— Document passage —
<<<<

A commonly held and reinforced assumption is that following Christ of necessity, and through divine ordination, includes membership to the Church. This view originates from the pulpit, is reinforced at church conferences, and gets regurgitated during conversations. The whole goal of church appears geared toward getting visitors to become members and volunteers who turn bring others into Church. And the purpose of a calling from Christ, or in response to the pulpit, is understood overwhelming by churches to mean schooling people toward professional careers in ministry as related to planting, maintaining, and growing churches and, if we must, parachurch organizations.

And it is here that we must distinguish between the “Church” as a dynamic and vital organism comprised of individuals and headed by the risen Lord from the “Church” as legal and formal institution headed by popes, patriarchs, councils and bishops and businesses headed by boards, apostles and pastors. Where the former “church” is essentially the people the latter “church” is in essence the institution. Viewed as such, and to clarify, the institutional model includes not only the Catholic and Orthodox Churches and the Ecumenical Patriarchies, but also the Protestant Churches and Denominations and even the independent movements, associations and churches.

>>>>

— Records —
<<<<

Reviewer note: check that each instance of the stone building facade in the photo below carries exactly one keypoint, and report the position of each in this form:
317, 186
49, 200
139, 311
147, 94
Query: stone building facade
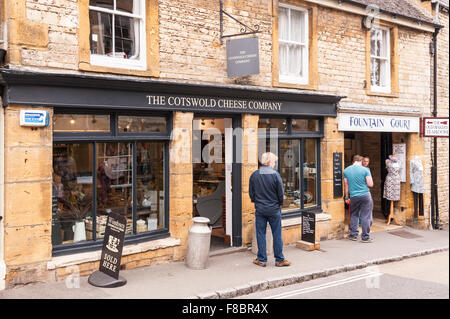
48, 43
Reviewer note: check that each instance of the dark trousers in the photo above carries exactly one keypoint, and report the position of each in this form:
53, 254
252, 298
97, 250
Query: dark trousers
418, 204
361, 208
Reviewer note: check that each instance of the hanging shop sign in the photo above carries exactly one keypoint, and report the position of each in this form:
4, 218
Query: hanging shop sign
242, 57
378, 123
400, 150
434, 127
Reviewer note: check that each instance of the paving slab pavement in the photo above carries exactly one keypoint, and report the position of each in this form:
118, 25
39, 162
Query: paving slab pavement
232, 275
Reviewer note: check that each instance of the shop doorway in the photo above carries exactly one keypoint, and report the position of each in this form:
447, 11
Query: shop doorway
377, 146
212, 177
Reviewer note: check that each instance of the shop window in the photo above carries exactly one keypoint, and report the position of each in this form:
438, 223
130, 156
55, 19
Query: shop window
94, 178
310, 173
297, 148
81, 123
380, 65
289, 169
142, 124
293, 44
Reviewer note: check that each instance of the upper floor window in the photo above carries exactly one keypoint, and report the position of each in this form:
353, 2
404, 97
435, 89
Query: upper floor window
293, 44
117, 33
380, 62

>>>>

— Set tasks —
**A.** In the passage about the Church, who heads the "Church" understood as a dynamic and vital organism made up of individuals?
**B.** Continue the passage about the Church as organism and as institution, starting right after its final sentence.

— Results in order —
**A.** The risen Lord.

**B.**
Anyone recalling the Protestant Reformation will quickly argue that the Catholics, Orthodoxies and Patriarchies maintain the primacy of Tradition, Church and Scripture wrapped up into the Church as institution headed by Popes and Patriarchs. Protestants argue that they aren’t institutional in contrast. Instead, Protestants hold to primacy as lying in Scripture over Tradition and therewith salvation by grace through Faith rather than works (or incorporation into an institution or heritage), the Priesthood of all Believers as opposed to clergy and laity, and with the risen Lord continuing as Head of His Church rather than Popes and Patriarchs. However, as practiced, this broad spectrum of churches are all institutional models. And the Protestant churches, despite all their diversity and protestations, are also an institutional model due to their denominations, movements, associations and churches being established and run as legal or juridical persons led in practice by bishops, boards, apostles, and pastors.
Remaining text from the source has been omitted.